** Opening Supplied records block **
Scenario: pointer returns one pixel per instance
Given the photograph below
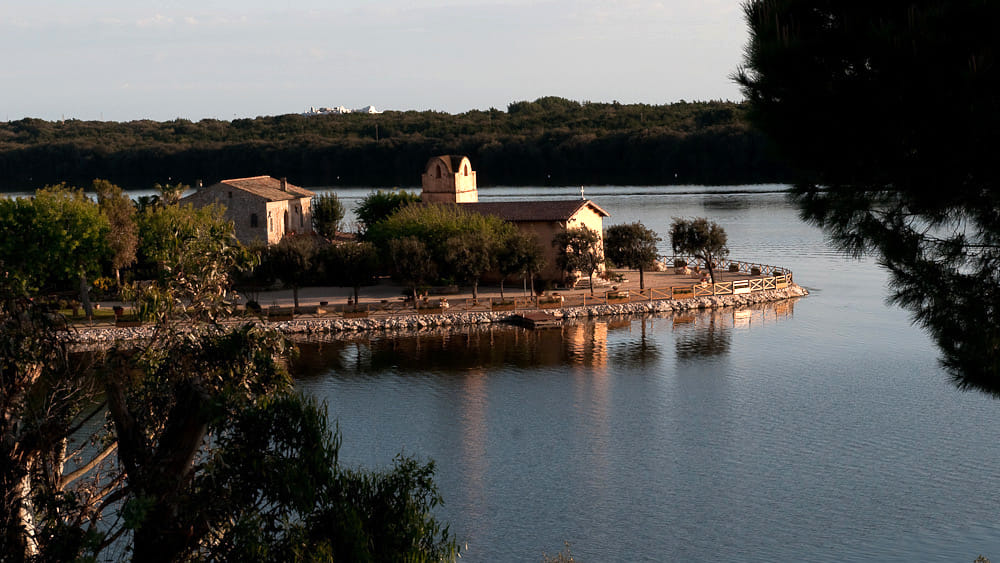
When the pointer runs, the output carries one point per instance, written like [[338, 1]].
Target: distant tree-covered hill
[[550, 141]]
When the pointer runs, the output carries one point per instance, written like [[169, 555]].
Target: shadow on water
[[624, 342], [709, 333], [473, 347]]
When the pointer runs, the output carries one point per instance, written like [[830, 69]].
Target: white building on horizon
[[340, 110]]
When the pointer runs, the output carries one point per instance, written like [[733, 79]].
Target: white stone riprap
[[87, 336]]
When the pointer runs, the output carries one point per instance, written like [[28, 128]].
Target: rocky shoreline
[[97, 337]]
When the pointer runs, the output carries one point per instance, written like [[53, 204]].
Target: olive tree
[[53, 239], [579, 250], [123, 236], [700, 238], [412, 263], [519, 254], [327, 214], [350, 264], [632, 245]]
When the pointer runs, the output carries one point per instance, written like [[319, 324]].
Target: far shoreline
[[91, 338]]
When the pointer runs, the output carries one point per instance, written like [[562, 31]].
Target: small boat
[[536, 320]]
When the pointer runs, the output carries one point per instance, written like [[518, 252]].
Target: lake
[[815, 430]]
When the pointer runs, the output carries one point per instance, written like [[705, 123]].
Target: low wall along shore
[[304, 326]]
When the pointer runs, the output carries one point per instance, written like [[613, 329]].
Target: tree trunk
[[88, 308]]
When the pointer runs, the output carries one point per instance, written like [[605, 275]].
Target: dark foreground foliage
[[893, 109]]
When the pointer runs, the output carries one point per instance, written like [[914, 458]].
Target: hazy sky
[[123, 60]]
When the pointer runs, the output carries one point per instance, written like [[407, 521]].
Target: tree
[[207, 454], [45, 397], [633, 246], [170, 194], [700, 238], [352, 264], [470, 250], [327, 213], [886, 176], [469, 255], [412, 263], [123, 238], [519, 254], [579, 250], [56, 237], [164, 231], [380, 205], [295, 261]]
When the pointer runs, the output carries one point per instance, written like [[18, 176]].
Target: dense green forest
[[550, 141]]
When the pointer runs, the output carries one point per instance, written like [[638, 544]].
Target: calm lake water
[[815, 430]]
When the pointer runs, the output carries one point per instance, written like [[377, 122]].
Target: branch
[[67, 479]]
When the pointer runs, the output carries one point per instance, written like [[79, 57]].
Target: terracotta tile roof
[[533, 211], [268, 188]]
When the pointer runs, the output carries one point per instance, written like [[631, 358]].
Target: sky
[[122, 60]]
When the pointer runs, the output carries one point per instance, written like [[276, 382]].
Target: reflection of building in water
[[760, 315], [709, 332], [472, 411], [586, 343]]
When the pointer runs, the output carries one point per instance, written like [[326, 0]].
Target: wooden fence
[[770, 278]]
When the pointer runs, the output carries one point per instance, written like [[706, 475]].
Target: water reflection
[[942, 255], [708, 333], [624, 342]]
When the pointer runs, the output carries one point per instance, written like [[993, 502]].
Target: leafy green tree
[[519, 254], [380, 205], [295, 261], [470, 255], [327, 214], [880, 172], [165, 230], [434, 225], [207, 454], [633, 246], [123, 238], [56, 237], [412, 263], [579, 250], [700, 238], [351, 264]]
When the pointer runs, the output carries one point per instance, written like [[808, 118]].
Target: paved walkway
[[391, 292]]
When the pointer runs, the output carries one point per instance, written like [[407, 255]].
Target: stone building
[[261, 207], [451, 179]]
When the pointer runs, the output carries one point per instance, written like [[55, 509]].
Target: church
[[451, 179]]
** Closing Supplied records block **
§ Task prompt: Once the pictures are set aside, please output all the data word for word.

§ Your solution:
Scenario: pointer returns one pixel per instance
Given the photograph below
When the pointer runs, the output carries one point per instance, written like [[338, 1]].
Target: distant tree-covered hill
[[550, 141]]
When the pointer runs, the output carries one point per instance, written like [[169, 555]].
Target: shadow on water
[[624, 342], [709, 333], [473, 347]]
When the pointer runs, the output carries one point per instance, written like [[830, 69]].
Target: white building on horizon
[[340, 110]]
When the pointer runs, the output carries one point per instance, written like [[733, 79]].
Target: white stone riprap
[[87, 336]]
When the pointer runs, the output carries one point per instance, written like [[28, 128]].
Target: rocky shoreline
[[97, 337]]
When the pointer runs, the output carries one point per instance, written like [[53, 204]].
Target: olive tree
[[53, 239], [579, 250], [123, 236], [700, 238], [412, 263], [519, 254], [327, 214], [350, 264], [632, 245]]
When the pointer runs, the output carries one point per instance, written like [[319, 324]].
Target: far shoreline
[[91, 338]]
When the pointer runs, the output carries one point per instance, written like [[562, 31]].
Target: small boat
[[536, 320]]
When the pointer runs, the output carries one point per instance, written like [[518, 252]].
Target: lake
[[815, 430]]
When the pointer runs, the output carries one point per instance, written like [[705, 123]].
Target: low wall along shore
[[304, 326]]
When the pointer runs, the output carries one point per instance, written like [[613, 329]].
Target: tree trunk
[[88, 308]]
When the pointer runs, the output carries one point per instance, written like [[605, 275]].
Target: dark foreground foliage
[[893, 109]]
When the pointer runs, the output carries one point per instance, written like [[914, 458]].
Target: hazy sky
[[123, 60]]
When the pointer runs, the output carries one point per instance, written like [[407, 521]].
Target: tree
[[207, 454], [45, 397], [633, 246], [170, 194], [700, 238], [352, 264], [470, 250], [327, 213], [886, 176], [469, 255], [412, 263], [123, 238], [519, 254], [579, 250], [56, 237], [164, 231], [380, 205], [295, 261]]
When the pointer runs, the output carries one point per instance, written like [[18, 176]].
Target: dense green forest
[[550, 141]]
When the pointer runs, the output carries one point per instance, written like [[638, 544]].
Target: calm lake water
[[815, 430]]
When the pointer runs, the output carries one point per instance, written like [[377, 122]].
Target: branch
[[67, 479]]
When the pointer runs, the output carries one point per instance, written like [[79, 57]].
Target: terracotta tile roof
[[533, 211], [268, 188]]
When the pointer runs, the output carries one point per instance, written like [[631, 358]].
Target: sky
[[122, 60]]
When the pointer runs, the output carries one point per instance, written like [[276, 382]].
Target: reflection of building in water
[[760, 315], [709, 332], [472, 411], [586, 343]]
When the pointer runs, the output carries one point per instance, written like [[326, 0]].
Target: wooden fence
[[770, 278]]
When the pointer runs, the output carries one point per instance, written like [[706, 475]].
Target: water reflection
[[942, 255], [708, 333], [624, 342]]
When the pointer runs, the output carries one point per instance, written like [[993, 502]].
Target: leafy green tree
[[519, 254], [380, 205], [295, 261], [470, 255], [327, 214], [880, 172], [165, 230], [434, 225], [207, 454], [633, 246], [123, 238], [56, 237], [412, 263], [579, 250], [700, 238], [351, 264]]
When the pointer runs, the output carries one point per instance, written like [[808, 118]].
Target: paved walkway
[[391, 292]]
When the pointer runs, the output carries one point per instance, written like [[407, 255]].
Target: stone building
[[261, 207], [451, 179]]
When the pointer runs, the output carries one point per instance, written like [[55, 509]].
Target: church
[[451, 179]]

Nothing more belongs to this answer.